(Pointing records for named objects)

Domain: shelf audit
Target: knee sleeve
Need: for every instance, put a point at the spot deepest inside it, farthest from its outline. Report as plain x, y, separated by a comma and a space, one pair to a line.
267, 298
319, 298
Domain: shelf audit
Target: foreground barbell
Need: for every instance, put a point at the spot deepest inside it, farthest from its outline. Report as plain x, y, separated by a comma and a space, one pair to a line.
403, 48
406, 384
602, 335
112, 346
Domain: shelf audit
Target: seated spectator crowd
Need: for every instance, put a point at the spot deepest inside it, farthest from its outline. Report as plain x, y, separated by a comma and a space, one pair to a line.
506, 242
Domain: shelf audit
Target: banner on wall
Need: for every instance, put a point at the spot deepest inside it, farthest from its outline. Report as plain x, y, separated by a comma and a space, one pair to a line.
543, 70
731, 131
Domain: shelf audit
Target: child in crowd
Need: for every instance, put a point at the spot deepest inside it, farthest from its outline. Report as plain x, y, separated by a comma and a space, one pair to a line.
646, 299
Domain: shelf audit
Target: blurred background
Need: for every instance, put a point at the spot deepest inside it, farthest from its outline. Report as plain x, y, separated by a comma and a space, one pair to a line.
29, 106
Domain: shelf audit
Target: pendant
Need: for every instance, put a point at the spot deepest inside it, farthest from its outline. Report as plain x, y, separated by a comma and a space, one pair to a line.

==

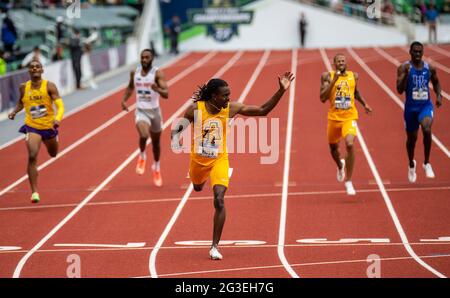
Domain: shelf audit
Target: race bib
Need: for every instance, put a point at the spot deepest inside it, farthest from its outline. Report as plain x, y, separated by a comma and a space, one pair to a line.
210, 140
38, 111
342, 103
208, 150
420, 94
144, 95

...

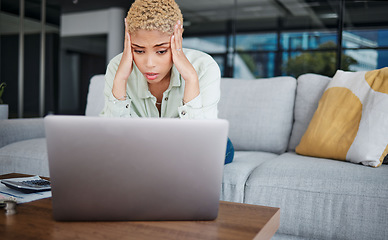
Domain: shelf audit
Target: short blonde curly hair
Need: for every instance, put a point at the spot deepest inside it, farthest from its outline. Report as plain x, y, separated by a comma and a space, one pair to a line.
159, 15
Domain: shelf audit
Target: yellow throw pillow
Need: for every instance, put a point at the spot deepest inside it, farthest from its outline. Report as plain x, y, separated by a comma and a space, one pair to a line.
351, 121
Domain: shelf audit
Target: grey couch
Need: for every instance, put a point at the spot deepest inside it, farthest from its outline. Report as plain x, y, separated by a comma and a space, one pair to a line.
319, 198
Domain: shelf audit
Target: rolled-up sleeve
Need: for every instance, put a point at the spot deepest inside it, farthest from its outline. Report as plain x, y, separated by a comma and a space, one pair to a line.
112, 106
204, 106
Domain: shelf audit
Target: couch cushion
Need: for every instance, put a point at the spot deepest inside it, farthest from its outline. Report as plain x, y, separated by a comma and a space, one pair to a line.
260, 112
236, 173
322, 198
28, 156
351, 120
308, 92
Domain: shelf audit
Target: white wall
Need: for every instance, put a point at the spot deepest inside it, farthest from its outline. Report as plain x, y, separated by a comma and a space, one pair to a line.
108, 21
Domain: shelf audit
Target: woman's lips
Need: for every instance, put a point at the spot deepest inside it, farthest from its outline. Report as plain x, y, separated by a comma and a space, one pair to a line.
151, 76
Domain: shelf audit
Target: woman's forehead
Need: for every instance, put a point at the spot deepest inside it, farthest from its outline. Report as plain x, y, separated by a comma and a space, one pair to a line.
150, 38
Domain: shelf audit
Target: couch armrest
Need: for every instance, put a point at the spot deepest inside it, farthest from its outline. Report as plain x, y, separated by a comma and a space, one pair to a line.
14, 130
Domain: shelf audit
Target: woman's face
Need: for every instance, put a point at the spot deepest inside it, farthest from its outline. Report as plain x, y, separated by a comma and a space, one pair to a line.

→ **SET TASK**: Display each line from the rows above that contains the string "sleeve". Matching is case-sensitive.

→ **EXERCISE ANSWER**:
Target: knee sleeve
Target: rolled-up sleeve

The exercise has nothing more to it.